_WHAT YOU NEED TO DO:_
Reproduce the data exactly.

•••••

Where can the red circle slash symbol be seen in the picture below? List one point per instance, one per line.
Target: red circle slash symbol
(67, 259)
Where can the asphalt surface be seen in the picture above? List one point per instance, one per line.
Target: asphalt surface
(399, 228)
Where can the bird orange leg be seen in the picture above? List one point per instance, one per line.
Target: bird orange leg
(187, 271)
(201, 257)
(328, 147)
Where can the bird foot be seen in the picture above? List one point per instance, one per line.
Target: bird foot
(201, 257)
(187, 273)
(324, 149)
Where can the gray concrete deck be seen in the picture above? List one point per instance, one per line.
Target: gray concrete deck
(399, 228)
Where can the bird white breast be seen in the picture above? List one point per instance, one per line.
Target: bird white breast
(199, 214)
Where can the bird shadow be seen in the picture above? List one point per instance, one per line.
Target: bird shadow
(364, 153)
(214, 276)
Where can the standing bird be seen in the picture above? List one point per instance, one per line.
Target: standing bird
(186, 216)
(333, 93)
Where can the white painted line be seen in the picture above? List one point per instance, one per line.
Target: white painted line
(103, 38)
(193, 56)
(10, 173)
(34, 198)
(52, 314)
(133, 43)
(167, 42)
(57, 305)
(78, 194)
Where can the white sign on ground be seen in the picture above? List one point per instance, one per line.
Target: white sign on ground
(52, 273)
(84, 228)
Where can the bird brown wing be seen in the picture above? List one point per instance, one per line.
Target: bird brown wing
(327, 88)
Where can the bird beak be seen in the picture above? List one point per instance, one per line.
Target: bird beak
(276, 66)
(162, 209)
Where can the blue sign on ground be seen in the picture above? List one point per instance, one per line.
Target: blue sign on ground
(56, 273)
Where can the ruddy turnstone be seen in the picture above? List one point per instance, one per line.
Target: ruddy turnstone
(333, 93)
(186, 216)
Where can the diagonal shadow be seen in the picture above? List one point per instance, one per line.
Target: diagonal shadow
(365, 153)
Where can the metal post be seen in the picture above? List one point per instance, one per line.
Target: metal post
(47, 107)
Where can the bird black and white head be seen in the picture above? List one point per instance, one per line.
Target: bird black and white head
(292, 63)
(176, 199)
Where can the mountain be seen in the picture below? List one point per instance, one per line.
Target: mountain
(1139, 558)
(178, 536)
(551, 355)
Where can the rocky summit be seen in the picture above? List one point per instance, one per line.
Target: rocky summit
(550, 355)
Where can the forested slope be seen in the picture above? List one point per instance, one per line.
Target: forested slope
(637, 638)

•••••

_FULL RESPONSE:_
Where can the red circle slash symbol be seen in the picture below? List one point per instance, one per line.
Target: red circle slash symbol
(67, 259)
Where can the asphalt surface be seen in the picture above? List one point per instance, one per line.
Target: asphalt surface
(399, 228)
Where can the bird orange leg be seen in the picture above? List one point per instance, one per line.
Target: bird orange leg
(187, 271)
(201, 257)
(328, 147)
Where can the bird foot be seen in the picture above? List one point per instance, one per line.
Target: bird foot
(201, 257)
(187, 273)
(324, 149)
Where can the gray concrete deck be seen in the picture above? List one point per instance, one per line.
Target: gray concrete deck
(399, 228)
Where can the bird white breast be seen in the picture above? List one point per instance, one per line.
Target: bird white breast
(199, 214)
Where can the bird shadow be seen in the picture above? List one point per instance, one per line.
Target: bird shadow
(364, 153)
(214, 276)
Where can the standing bird be seen in the picture above? List one point per instance, one per line.
Target: standing bird
(186, 216)
(333, 93)
Where can the white painted line be seen in the picture above? List one point per instance, one per line.
Target: white painted line
(103, 38)
(193, 56)
(10, 173)
(34, 198)
(52, 314)
(133, 43)
(167, 42)
(57, 305)
(78, 194)
Where can the white sign on ground be seen in the picture above? List one point per instance, one per line.
Target: white sign on ground
(52, 273)
(84, 228)
Where can the bird brown wing be seen in the picture above? List one point per instance, one per line.
Target: bird brown wing
(327, 88)
Where can the bird beak be seen in the picture above? List one point per instance, one per line.
Target: bird beak
(276, 66)
(162, 209)
Where can the blue sign on ground be seen in the picture above? List one point per instance, one per line.
Target: blue sign on ground
(56, 273)
Where can the ruddy turnstone be seen in the picture above? List one point per instance, one per line.
Target: ruddy turnstone
(333, 93)
(186, 216)
Where can the diagonal shadow be seen in the picture above? List one point per instance, one per line.
Target: diagonal shadow
(365, 153)
Where can the metal post be seen in the picture above? List one point per instance, one per line.
Target: metal post
(47, 107)
Where can the bird black and white head be seen in the picture above? List one point per instance, one per line.
Target: bird black and white head
(292, 63)
(176, 199)
Where can the mountain be seen in the picture below? List one point per instance, one per line.
Target: mountain
(1139, 558)
(178, 536)
(551, 355)
Where can the rocky summit be seen in the picture above? List one point per instance, one per line.
Target: rocky summit
(550, 355)
Where can the forested slope be seen in the picture above? List one point per instance, one per line.
Target: forested slope
(637, 638)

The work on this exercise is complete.